(DATA FOR ANALYSIS Opens)

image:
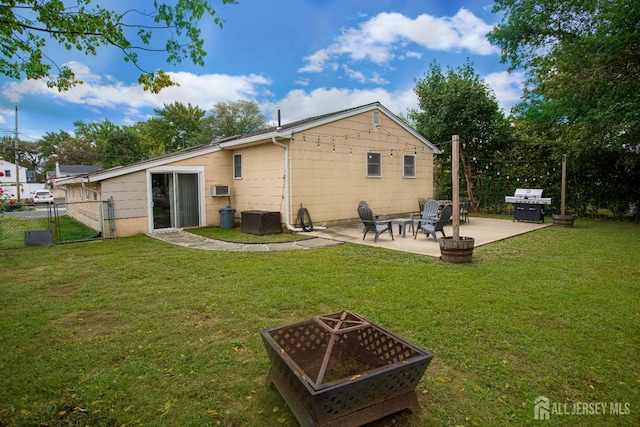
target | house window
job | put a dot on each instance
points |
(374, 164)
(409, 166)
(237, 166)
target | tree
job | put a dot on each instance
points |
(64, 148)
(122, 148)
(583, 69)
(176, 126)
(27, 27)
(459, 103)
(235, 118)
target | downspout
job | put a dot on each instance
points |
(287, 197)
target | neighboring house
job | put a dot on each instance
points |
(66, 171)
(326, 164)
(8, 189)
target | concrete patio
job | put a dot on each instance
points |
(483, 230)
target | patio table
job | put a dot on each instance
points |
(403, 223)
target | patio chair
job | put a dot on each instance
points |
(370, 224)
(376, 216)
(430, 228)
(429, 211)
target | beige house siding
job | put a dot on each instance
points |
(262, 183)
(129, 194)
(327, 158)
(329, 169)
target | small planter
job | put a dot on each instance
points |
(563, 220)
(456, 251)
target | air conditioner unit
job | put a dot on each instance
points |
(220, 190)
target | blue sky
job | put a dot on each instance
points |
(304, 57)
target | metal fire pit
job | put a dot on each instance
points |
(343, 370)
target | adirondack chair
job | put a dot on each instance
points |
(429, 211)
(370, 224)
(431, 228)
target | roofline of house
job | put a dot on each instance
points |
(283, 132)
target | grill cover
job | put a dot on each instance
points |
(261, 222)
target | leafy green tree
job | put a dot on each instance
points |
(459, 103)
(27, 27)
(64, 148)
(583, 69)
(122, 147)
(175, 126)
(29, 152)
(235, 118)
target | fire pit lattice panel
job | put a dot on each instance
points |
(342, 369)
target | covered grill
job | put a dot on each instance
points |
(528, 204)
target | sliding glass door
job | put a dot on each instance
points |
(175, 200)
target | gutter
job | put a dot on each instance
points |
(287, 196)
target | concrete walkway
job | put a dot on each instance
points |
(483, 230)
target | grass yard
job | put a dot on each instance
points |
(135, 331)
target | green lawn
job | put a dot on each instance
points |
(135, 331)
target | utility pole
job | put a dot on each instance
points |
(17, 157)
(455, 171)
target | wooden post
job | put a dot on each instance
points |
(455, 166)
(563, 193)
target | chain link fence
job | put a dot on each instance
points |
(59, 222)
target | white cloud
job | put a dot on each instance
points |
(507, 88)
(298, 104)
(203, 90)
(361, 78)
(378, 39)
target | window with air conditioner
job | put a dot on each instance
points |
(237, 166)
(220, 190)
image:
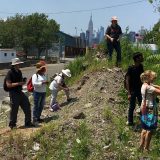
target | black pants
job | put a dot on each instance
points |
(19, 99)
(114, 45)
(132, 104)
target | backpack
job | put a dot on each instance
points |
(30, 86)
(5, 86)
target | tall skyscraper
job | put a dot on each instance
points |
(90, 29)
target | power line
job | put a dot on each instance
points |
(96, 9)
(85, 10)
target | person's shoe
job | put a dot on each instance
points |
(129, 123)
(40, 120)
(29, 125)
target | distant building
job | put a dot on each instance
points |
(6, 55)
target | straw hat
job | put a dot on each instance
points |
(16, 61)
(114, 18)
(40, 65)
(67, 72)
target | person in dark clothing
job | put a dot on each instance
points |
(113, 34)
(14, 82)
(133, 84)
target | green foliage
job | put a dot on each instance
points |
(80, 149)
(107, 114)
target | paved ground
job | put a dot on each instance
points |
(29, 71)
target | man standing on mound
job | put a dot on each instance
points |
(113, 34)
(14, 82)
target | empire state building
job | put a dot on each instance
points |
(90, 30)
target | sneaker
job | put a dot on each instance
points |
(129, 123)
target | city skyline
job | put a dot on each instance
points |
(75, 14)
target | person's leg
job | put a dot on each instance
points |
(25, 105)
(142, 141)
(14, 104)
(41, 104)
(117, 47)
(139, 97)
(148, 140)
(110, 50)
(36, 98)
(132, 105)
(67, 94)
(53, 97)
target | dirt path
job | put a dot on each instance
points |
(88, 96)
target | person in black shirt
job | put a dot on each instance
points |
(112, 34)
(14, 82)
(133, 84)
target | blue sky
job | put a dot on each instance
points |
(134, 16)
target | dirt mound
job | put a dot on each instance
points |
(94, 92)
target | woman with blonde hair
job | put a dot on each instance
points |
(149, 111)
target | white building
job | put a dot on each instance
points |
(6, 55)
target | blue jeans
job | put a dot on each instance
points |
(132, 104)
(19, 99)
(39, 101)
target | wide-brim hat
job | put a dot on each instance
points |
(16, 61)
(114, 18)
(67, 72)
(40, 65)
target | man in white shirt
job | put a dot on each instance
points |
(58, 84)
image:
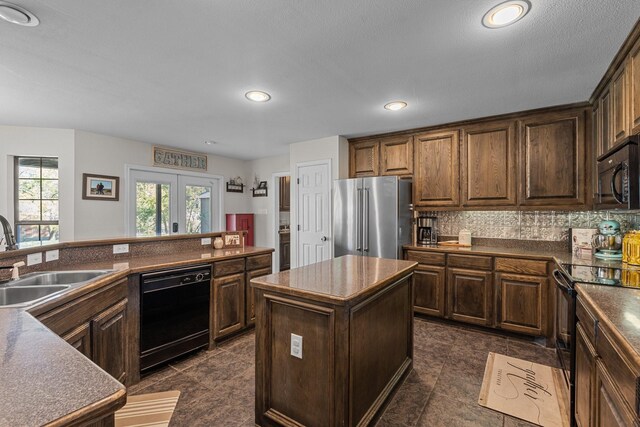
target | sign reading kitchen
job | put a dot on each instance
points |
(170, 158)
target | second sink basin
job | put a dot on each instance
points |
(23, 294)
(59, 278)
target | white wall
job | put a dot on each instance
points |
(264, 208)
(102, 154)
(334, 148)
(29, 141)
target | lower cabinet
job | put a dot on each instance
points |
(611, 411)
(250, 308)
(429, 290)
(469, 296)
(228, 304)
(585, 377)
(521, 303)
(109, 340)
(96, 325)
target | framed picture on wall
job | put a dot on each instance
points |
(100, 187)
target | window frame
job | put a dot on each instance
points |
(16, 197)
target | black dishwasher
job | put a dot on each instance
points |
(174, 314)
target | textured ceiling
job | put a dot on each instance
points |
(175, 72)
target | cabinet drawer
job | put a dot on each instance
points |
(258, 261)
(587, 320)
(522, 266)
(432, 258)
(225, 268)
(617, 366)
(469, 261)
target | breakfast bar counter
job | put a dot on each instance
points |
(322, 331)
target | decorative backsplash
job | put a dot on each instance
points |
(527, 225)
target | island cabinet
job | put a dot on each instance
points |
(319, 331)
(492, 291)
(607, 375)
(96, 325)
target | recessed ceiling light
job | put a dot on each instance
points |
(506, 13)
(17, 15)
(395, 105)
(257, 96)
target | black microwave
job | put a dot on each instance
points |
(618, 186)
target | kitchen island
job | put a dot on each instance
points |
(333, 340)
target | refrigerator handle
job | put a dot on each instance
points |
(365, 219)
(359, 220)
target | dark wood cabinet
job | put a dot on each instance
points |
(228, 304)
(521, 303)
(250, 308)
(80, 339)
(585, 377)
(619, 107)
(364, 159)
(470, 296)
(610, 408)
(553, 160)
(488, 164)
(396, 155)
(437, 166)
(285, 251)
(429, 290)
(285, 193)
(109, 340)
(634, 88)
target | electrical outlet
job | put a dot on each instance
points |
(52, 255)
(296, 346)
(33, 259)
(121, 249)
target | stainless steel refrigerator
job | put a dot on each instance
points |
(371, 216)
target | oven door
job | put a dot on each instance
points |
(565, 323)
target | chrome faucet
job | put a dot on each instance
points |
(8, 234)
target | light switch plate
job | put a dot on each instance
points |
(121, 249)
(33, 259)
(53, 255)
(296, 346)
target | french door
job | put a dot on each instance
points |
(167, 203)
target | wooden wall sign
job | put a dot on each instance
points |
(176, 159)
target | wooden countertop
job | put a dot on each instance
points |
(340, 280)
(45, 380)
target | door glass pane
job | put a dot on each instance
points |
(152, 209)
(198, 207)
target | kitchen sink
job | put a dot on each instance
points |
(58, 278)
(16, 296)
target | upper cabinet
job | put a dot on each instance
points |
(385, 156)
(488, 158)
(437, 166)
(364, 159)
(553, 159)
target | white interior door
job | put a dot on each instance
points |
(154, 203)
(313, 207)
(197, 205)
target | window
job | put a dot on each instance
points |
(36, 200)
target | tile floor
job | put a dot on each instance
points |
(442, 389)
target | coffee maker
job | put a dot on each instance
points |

(DATA FOR ANALYSIS Closes)

WHAT IS EXPECTED >> Each line above holding the word "fire" counts; reply with how many there are, only the number.

ANSWER TO THIS EXERCISE >> 2